ABOUT THIS EXERCISE:
Retype every line from the start of the entries below down to the line with "box: [29, 91, 113, 103]", both ends included; skip the pictures.

Excerpts from a dataset:
___
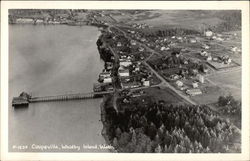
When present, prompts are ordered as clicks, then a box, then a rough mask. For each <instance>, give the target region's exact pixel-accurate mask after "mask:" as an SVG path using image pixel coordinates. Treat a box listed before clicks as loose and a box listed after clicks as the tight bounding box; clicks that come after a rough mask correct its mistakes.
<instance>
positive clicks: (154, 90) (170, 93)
mask: <svg viewBox="0 0 250 161" xmlns="http://www.w3.org/2000/svg"><path fill="white" fill-rule="evenodd" d="M144 91H145V92H146V94H148V95H150V96H152V97H153V98H154V99H155V100H156V101H159V100H164V101H165V102H166V103H171V104H183V103H185V102H184V100H183V99H182V98H181V97H179V96H178V95H177V94H175V93H174V92H173V91H172V90H170V89H169V88H163V89H160V88H157V87H155V88H147V89H145V90H144Z"/></svg>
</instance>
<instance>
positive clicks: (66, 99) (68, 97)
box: [29, 91, 113, 103]
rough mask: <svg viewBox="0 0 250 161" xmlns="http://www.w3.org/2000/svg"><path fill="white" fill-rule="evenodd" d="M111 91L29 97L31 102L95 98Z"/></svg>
mask: <svg viewBox="0 0 250 161" xmlns="http://www.w3.org/2000/svg"><path fill="white" fill-rule="evenodd" d="M110 93H113V91H103V92H91V93H78V94H65V95H57V96H44V97H32V98H30V99H29V103H35V102H49V101H69V100H81V99H93V98H99V97H102V96H103V95H106V94H110Z"/></svg>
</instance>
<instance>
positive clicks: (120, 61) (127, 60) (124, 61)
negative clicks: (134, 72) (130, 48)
___
TASK ANSWER:
When present, prompts are ordered as clicks, then a box, then a rough mask. For each <instance>, give the target region's exact pixel-accurate mask after "mask:" as an SVG path using image pixel coordinates. Treat a box listed before clicks as loose and a box listed after clicks as the tight bounding box; clicks that come after a rough mask correct its mistakes.
<instance>
positive clicks: (154, 90) (170, 93)
mask: <svg viewBox="0 0 250 161" xmlns="http://www.w3.org/2000/svg"><path fill="white" fill-rule="evenodd" d="M144 91H145V92H146V94H148V95H150V96H152V97H153V98H154V99H155V100H156V101H159V100H164V101H165V102H166V103H171V104H183V103H185V102H184V100H183V99H182V98H181V97H179V96H178V95H177V94H175V93H174V92H173V91H172V90H170V89H169V88H163V89H160V88H157V87H155V88H147V89H145V90H144Z"/></svg>
</instance>
<instance>
positive clicks: (66, 99) (68, 97)
box: [29, 91, 113, 103]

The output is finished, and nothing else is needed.